Records »
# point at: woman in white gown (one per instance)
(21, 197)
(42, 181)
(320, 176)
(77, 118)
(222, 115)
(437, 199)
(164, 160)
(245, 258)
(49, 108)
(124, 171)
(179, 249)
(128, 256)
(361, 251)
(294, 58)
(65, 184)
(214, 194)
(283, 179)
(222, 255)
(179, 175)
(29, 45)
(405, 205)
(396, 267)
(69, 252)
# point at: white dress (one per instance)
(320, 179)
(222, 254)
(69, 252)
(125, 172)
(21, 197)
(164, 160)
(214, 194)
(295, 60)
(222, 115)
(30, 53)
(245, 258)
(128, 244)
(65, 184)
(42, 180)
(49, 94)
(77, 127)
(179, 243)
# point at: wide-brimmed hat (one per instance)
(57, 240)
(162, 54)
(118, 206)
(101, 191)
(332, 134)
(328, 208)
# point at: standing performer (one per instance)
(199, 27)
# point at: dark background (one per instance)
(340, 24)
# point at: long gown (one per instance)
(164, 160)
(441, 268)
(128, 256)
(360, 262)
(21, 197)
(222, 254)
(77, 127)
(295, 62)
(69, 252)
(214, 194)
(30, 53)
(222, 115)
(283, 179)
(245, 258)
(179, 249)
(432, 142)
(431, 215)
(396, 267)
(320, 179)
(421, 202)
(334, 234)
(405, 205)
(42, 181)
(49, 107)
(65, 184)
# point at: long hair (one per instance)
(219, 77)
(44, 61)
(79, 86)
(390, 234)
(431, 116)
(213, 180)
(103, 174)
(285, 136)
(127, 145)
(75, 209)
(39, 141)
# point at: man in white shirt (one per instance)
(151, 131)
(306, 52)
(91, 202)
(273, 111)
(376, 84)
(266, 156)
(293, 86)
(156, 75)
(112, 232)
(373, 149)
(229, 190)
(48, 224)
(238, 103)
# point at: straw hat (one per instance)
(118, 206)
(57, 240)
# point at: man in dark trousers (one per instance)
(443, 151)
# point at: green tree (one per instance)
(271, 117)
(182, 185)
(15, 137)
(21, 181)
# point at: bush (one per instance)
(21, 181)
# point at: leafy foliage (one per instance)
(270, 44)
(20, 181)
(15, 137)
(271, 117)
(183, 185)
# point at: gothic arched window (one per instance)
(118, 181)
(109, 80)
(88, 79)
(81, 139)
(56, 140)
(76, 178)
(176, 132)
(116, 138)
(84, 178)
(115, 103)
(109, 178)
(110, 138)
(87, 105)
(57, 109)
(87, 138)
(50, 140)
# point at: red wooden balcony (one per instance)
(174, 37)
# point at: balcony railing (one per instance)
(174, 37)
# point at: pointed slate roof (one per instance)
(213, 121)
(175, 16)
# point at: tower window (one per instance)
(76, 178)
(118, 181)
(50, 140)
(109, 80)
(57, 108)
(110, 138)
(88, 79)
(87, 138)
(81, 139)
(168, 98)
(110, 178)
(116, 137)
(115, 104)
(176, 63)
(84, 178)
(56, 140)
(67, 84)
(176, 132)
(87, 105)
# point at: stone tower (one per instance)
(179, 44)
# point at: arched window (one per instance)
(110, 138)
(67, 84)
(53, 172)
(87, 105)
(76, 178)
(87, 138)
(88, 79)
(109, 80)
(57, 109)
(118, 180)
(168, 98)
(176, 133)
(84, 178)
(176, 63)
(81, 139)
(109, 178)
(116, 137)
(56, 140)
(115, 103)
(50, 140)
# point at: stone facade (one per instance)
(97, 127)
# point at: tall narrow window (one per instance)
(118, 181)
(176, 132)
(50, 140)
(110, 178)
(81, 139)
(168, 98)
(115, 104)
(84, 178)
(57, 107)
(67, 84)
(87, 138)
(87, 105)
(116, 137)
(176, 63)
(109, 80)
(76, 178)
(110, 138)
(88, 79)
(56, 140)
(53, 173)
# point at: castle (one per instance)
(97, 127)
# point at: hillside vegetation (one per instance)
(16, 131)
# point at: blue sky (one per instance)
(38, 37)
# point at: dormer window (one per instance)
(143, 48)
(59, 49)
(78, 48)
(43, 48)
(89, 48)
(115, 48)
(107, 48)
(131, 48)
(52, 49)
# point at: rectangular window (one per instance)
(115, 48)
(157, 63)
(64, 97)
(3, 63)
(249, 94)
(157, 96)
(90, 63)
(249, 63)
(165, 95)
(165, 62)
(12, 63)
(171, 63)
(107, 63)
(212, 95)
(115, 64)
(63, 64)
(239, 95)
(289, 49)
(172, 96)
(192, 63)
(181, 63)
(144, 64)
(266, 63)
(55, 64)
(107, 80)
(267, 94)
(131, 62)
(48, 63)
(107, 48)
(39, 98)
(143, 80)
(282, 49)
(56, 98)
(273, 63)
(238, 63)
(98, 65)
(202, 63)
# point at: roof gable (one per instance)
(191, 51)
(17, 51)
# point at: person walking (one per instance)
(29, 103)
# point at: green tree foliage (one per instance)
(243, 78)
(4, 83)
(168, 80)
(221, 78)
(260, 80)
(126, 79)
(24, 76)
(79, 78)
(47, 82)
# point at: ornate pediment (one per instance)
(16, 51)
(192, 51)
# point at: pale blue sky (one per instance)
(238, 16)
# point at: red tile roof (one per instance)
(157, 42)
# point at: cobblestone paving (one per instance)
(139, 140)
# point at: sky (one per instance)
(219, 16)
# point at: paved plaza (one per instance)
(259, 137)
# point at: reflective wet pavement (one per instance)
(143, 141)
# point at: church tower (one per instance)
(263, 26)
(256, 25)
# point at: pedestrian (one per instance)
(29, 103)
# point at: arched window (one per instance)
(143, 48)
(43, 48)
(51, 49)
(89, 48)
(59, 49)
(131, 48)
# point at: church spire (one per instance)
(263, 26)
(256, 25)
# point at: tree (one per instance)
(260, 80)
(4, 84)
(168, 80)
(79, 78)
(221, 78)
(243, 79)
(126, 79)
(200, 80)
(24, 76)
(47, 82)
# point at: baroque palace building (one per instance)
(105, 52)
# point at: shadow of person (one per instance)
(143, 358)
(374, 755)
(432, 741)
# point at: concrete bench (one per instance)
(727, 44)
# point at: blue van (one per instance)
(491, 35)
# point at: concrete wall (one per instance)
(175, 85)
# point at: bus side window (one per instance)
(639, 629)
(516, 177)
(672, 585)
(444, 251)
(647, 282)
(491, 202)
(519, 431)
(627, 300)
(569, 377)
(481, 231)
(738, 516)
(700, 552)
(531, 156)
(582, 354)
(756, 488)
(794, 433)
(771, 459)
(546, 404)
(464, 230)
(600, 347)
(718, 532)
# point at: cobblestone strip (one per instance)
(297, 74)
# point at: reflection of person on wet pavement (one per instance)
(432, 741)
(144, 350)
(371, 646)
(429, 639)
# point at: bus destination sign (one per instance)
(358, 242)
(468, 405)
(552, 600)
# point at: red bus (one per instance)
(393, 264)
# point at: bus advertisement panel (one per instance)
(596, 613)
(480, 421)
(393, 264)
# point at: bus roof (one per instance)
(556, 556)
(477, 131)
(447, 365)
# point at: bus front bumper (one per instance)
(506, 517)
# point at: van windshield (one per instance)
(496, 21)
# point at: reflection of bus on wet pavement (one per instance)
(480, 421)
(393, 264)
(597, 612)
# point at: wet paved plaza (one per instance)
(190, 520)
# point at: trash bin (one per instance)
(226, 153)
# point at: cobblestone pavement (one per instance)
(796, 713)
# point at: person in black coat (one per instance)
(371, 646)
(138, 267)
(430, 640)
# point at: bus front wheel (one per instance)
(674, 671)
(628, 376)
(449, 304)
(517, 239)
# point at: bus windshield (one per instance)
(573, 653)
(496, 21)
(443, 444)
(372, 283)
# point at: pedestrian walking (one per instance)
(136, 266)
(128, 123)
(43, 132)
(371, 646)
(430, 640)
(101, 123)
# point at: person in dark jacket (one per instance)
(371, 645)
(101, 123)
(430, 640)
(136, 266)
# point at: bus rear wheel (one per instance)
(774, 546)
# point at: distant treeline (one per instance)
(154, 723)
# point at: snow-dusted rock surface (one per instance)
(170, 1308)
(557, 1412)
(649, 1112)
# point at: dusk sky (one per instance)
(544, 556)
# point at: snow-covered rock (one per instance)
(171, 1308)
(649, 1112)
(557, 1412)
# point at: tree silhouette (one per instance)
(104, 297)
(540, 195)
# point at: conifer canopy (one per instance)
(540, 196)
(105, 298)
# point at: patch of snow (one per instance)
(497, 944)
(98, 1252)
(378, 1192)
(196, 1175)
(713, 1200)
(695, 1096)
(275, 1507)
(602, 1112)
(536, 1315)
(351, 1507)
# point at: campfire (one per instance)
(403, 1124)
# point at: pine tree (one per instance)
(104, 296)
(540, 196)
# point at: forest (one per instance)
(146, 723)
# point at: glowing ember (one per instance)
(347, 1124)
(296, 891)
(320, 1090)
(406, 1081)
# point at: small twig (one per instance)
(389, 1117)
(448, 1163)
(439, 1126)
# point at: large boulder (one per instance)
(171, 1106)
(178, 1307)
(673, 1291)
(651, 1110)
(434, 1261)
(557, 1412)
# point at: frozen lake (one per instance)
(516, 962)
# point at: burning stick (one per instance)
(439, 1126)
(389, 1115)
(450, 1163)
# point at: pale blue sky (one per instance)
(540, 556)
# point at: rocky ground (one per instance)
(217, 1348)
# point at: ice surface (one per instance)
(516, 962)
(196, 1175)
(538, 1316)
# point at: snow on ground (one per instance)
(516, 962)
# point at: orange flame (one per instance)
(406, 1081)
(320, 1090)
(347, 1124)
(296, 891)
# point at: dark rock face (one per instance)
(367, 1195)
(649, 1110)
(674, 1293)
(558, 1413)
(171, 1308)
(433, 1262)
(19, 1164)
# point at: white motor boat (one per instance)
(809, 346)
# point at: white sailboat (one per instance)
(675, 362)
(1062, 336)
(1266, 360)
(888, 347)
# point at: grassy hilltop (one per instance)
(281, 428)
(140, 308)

Problem to work on »
Begin with the line containing "# point at: person in dark" and repeat each line exactly until the records above end.

Finished task »
# point at: person in dark jacket (one per instance)
(371, 645)
(101, 123)
(430, 640)
(136, 266)
# point at: bus rear wheel (one per instance)
(774, 546)
# point at: distant treeline (one per instance)
(154, 723)
# point at: snow-dusted rock surface (one per instance)
(170, 1308)
(557, 1412)
(649, 1112)
# point at: dusk sky (one per instance)
(544, 556)
# point at: snow-covered rock (one per instance)
(171, 1308)
(649, 1112)
(557, 1412)
# point at: tree silhouette (one per instance)
(104, 297)
(540, 195)
# point at: conifer canopy (one per instance)
(540, 196)
(105, 298)
# point at: patch of snow (one per instance)
(497, 944)
(98, 1252)
(378, 1192)
(196, 1175)
(713, 1200)
(695, 1096)
(275, 1507)
(602, 1112)
(536, 1315)
(351, 1507)
# point at: campfire (one per instance)
(403, 1124)
# point at: pine tree (one per instance)
(104, 296)
(540, 196)
# point at: forest (one per instance)
(146, 723)
# point at: glowing ember (one per instance)
(347, 1124)
(296, 891)
(320, 1090)
(406, 1081)
# point at: small twig (one per instance)
(389, 1117)
(448, 1163)
(439, 1126)
# point at: large boulder (one per instance)
(171, 1106)
(178, 1307)
(673, 1291)
(651, 1110)
(434, 1261)
(557, 1412)
# point at: frozen lake (one per instance)
(516, 962)
# point at: burning stick (one per instance)
(439, 1126)
(389, 1115)
(450, 1163)
# point at: pale blue sky (one per instance)
(540, 556)
# point at: rocky ground (one per instance)
(217, 1348)
# point at: ice surface (one per instance)
(516, 962)
(196, 1175)
(538, 1316)
# point at: snow on ground (one per instance)
(516, 962)
# point at: orange flame (one per instance)
(406, 1081)
(320, 1090)
(347, 1124)
(296, 891)
# point at: dark rock face (one per instance)
(367, 1195)
(649, 1110)
(674, 1293)
(558, 1413)
(171, 1308)
(433, 1262)
(19, 1164)
# point at: white motor boat (one per instance)
(809, 346)
# point at: white sailboat (one per instance)
(675, 362)
(1062, 336)
(1266, 360)
(888, 347)
# point at: grassy hilltop (one per instance)
(281, 428)
(140, 308)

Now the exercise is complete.